# Given passage
-- Opening Marker --
Pandemic, public health, policing, and pay-for-success ‘solutions’
Framing future pandemics as an issue of national security allows public health to be subsumed within an increasingly sophisticated global apparatus of of digital surveillance, predictive analytics, and enclosure.
By Alison Hawver McDowell, Wrench in the Gears
My research into “pay for success” over the past three years made it clear that health and behavioral health data would be used to fuel the growth of “social impact” finance around the world. Over the past three weeks, however, it has dawned on me that it will also likely be used as a tool of social control. As populations become more volatile with the roll out of the Fourth Industrial Revolution, digital quarantine will be a powerful method of regulating economic systems and human bodies.
Framing future pandemics as an issue of national security allows public health to be subsumed within an increasingly sophisticated global apparatus of of digital surveillance, predictive analytics, and enclosure. The nature of the COVID-19 pandemic, which has been characterized by asymptomatic carriers and inadequate testing protocols, has led populations around the world to embrace diminished civil liberties and even welcome the opportunity to be deputized as community enforcers.
In our present state of emergency mismanagement, the vast majority of people do not have a solid understanding of the territory into which we are rushing. But the World Economic Forum with its Covid Action Platform does. Theirs is a future of robots and algorithms, where the masses are valued only so far as they demonstrate compliance to a new global order dictated by behavioral economics.
-- Closing Marker --
# Study material
-- Opening Marker --
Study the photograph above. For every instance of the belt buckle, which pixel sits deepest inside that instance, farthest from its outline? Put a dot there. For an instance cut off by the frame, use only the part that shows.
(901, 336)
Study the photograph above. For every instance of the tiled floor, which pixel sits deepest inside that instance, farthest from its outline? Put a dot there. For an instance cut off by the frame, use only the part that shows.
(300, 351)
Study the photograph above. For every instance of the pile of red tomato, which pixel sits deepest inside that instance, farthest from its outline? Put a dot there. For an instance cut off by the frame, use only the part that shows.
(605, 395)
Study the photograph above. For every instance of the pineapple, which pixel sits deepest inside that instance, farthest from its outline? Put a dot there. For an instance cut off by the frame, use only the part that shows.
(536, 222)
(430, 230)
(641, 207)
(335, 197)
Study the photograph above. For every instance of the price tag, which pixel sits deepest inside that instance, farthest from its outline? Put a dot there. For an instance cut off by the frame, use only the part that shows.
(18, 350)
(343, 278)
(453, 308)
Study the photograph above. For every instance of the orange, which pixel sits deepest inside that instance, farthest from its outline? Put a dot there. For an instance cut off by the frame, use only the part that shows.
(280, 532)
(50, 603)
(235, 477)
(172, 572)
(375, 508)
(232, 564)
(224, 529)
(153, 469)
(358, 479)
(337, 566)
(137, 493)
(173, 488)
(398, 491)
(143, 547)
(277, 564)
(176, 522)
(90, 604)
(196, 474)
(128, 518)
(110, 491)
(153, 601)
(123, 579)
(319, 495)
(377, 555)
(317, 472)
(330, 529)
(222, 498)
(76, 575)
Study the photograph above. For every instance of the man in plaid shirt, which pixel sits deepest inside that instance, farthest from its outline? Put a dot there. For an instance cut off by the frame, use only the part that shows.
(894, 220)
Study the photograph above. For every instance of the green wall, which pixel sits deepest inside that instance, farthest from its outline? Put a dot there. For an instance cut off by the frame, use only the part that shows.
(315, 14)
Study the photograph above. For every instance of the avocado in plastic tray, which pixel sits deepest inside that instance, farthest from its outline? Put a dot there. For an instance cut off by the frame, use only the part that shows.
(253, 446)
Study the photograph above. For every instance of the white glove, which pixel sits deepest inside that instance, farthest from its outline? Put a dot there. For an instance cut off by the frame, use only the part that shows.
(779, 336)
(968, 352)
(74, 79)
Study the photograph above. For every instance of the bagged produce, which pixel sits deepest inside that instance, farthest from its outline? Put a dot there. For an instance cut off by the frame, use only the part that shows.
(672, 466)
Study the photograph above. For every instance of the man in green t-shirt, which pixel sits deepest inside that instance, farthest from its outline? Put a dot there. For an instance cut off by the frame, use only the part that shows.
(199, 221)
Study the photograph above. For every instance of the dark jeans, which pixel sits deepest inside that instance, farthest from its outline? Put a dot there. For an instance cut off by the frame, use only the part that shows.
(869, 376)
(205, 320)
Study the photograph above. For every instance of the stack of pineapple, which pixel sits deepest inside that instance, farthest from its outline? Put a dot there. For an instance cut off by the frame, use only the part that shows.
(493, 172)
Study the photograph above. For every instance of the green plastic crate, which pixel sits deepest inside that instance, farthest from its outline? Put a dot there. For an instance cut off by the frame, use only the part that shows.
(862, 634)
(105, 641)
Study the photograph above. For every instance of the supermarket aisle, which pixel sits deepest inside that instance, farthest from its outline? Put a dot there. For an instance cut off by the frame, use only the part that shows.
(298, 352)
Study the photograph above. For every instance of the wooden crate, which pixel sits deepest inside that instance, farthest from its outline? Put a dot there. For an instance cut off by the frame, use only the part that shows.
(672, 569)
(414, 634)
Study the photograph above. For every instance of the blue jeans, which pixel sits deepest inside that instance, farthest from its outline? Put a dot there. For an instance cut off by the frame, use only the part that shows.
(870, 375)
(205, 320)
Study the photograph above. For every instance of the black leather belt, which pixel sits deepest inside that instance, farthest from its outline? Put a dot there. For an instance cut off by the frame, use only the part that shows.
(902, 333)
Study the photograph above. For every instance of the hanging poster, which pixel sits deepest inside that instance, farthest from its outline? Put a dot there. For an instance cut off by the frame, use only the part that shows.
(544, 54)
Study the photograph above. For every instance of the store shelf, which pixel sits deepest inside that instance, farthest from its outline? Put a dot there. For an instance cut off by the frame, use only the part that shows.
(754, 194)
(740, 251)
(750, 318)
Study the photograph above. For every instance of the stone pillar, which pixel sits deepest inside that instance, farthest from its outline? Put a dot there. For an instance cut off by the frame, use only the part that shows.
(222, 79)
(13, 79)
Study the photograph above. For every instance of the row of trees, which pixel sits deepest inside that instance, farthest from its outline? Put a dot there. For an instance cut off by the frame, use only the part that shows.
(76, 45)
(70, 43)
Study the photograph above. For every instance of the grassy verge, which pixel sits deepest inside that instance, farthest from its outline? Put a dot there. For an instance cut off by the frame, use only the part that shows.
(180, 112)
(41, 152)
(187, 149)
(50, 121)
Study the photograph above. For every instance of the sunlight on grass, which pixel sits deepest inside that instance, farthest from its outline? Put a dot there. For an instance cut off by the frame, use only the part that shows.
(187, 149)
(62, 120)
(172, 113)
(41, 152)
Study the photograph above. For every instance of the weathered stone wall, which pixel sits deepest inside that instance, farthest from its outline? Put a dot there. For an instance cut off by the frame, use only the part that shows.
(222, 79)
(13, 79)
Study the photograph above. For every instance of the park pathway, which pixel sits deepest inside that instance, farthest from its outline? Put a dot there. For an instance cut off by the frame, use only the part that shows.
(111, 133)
-- Closing Marker --
# Work item A
Name every component the essay on pandemics and pay-for-success attributes to the global apparatus into which public health could be absorbed.
# Work item B
According to the essay on pandemics and pay-for-success, what has led populations around the world to accept diminished civil liberties and even act as community enforcers?
# Work item C
Carry the essay on pandemics and pay-for-success forward from the point where it stops.
The records are not needed for any of the tasks.

# Your response A
- Digital surveillance
- Predictive analytics
- Enclosure

# Your response B
The essay says this came from the nature of the COVID-19 pandemic. It has been characterized by asymptomatic carriers and inadequate testing protocols.

# Your response C
The spectre of future public health crises will be leveraged by transnational global capital to advance “pay for success” preventative “care,” where “care” is managed through the soft-surveillance of data-dashboards. Venture capitalist Bill Ackman and Solutions Journalism outlets like Atlantic magazine have highlighted the fact that COVID-19 patients with co-morbidities including asthma, diabetes, hypertension or a history of smoking have significantly worse outcomes.
And that my friends is where Michael, global envoy for the World Health Organization, Bloomberg comes in. As mayor of New York, Bloomberg established numerous precedents for “non-communicable” disease management that conveniently dovetail into “healthy city” initiatives. Once we come out the other side of the immediate COVID-19 threat, I foresee impact investors calling for resiliency and advancing generous grants for “preventative care.”
Communities that have for decades borne the brunt of environmental racism, food insecurity, trauma, and chronic stress, will be put on self-improvement pathways, lest they become “vectors” of disease transmission in some future viral outbreak. The “solutions” proffered will never eliminate the source of the problem, because that would foreclose future profit. Global hedge funds will link improved pandemic outcomes to data-driven investments in “social determinants of health.” “Public health” can thus be harnessed to manage dissent as a new globalized economic regime based on bio-capitalism is installed.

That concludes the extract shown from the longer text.